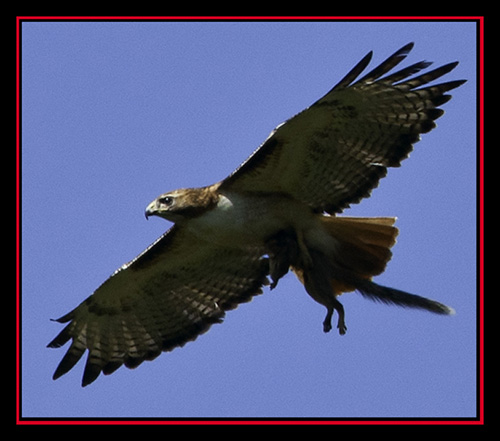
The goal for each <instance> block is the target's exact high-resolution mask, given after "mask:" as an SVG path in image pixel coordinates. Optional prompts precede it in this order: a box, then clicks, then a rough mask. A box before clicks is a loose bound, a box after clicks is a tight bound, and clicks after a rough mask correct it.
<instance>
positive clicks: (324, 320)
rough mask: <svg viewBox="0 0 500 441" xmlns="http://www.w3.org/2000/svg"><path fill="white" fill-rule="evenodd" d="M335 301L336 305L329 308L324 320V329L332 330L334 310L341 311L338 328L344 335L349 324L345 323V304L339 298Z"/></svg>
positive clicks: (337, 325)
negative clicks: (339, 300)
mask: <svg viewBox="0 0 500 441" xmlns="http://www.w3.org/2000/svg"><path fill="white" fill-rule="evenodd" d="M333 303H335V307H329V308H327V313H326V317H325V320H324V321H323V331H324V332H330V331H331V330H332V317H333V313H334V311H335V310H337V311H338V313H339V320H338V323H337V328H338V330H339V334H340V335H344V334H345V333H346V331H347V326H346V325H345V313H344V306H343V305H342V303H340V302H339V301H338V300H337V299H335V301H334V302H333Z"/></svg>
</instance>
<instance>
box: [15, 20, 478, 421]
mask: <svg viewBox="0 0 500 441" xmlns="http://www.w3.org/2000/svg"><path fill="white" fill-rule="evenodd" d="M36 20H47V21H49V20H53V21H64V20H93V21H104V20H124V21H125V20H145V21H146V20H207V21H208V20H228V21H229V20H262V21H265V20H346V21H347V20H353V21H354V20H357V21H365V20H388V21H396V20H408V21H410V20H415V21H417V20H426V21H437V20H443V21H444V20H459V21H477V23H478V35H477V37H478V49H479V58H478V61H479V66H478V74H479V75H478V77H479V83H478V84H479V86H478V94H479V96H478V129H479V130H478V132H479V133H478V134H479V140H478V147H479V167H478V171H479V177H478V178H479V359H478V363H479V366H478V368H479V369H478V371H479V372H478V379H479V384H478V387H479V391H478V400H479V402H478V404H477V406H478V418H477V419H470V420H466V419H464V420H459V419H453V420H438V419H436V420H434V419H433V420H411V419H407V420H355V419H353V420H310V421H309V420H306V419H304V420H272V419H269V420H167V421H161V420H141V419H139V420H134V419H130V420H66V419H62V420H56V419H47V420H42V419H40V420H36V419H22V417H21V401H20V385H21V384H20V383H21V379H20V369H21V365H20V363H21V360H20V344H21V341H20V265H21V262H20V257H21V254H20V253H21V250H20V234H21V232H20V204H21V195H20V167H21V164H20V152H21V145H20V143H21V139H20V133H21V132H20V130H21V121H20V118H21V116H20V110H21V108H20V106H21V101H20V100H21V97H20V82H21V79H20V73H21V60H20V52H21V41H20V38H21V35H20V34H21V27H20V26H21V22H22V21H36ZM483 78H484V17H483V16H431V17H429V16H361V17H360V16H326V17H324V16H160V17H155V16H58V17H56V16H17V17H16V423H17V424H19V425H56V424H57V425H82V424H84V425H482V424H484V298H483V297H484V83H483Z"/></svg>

- - - -

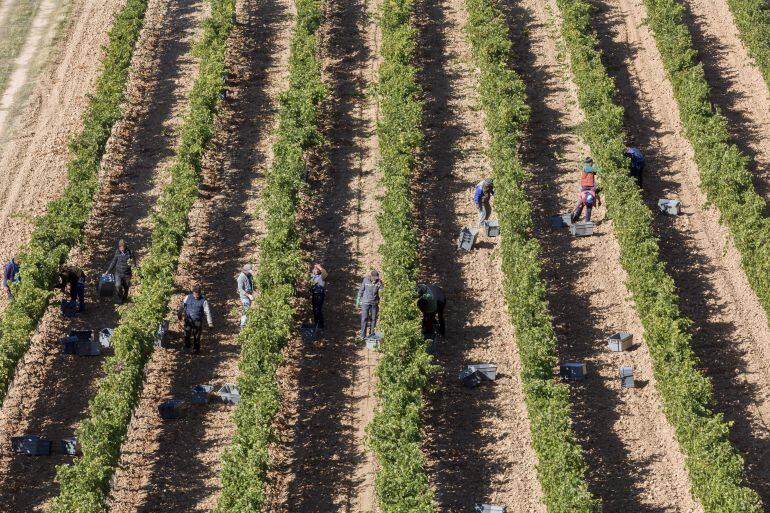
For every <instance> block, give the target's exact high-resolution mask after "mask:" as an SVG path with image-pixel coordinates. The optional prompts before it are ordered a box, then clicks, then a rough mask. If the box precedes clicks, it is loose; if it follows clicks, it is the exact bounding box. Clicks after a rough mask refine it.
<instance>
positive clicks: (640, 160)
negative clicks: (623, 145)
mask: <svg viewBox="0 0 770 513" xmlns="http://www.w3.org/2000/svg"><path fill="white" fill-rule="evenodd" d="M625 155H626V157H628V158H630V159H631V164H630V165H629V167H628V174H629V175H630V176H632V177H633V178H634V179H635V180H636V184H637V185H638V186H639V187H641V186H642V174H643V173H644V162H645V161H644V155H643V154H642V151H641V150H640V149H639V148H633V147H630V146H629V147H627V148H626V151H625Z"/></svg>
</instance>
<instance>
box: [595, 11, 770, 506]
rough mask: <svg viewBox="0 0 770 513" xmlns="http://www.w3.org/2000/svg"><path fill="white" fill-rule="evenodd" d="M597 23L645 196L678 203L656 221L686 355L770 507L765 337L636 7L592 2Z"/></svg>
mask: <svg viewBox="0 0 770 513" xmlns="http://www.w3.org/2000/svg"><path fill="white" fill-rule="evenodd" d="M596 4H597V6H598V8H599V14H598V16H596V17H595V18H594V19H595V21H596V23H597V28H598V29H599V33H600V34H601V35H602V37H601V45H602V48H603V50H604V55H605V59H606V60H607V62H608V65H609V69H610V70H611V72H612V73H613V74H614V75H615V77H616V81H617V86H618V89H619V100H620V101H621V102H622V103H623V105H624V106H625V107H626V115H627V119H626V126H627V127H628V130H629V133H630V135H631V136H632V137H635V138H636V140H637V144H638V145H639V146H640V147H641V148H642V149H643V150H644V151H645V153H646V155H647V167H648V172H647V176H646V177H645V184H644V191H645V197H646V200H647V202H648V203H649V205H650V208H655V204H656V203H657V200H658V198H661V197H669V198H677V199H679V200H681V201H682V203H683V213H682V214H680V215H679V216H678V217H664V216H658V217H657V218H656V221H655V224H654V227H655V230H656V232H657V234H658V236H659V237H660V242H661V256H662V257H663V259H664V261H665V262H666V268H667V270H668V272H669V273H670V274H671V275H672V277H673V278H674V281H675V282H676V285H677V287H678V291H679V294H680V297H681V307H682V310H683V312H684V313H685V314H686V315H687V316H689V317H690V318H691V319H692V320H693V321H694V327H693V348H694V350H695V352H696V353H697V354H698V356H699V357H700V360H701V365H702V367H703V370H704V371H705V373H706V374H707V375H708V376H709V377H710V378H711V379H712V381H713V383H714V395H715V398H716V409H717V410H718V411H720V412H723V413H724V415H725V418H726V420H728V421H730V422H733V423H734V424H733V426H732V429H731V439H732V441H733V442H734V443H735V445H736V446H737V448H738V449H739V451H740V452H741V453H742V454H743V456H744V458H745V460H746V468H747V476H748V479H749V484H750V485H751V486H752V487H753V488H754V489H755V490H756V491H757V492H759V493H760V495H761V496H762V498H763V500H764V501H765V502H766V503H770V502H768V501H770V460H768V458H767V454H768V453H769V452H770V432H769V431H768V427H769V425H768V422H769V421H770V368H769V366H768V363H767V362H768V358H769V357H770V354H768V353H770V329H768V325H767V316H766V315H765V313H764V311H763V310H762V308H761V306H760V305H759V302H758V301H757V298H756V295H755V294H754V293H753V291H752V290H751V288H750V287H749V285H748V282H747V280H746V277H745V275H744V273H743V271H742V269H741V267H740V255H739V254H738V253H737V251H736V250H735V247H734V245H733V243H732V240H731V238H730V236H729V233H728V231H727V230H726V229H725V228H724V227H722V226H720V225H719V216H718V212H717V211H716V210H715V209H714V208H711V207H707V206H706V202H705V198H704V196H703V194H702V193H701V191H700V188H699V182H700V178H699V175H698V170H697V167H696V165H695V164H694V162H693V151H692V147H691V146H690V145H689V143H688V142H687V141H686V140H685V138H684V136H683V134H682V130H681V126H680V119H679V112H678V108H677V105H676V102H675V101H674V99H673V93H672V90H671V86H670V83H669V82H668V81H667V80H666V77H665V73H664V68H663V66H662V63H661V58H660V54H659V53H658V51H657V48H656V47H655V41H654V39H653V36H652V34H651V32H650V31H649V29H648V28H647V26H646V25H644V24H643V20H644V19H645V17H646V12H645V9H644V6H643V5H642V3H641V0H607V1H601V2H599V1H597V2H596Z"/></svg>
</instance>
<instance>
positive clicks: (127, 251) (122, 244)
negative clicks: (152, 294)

- - - -

*Exercise goal*
Go through the listing above and pull out each line containing the word "prompts".

*Answer space*
The goal for each <instance> block is the target's exact high-resolution mask, given after "mask:" as an SVG path in image pixel coordinates. Optional prompts precede it in this order: a box, then clicks, then a rough mask. A box before clicks is a loose bound, a box after clicks is a tight bound, and clicks after a rough mask correct it.
For every <instance> block, give the target's exact high-resolution mask after "mask:" as an SVG path with image-pixel coordinates. The optional prompts before it are ordered a box, then clicks, then a rough mask. If the box precedes clicks, it is loose; if it follows clicks, it is the exact bounding box. Clicks after a rough mask refine it.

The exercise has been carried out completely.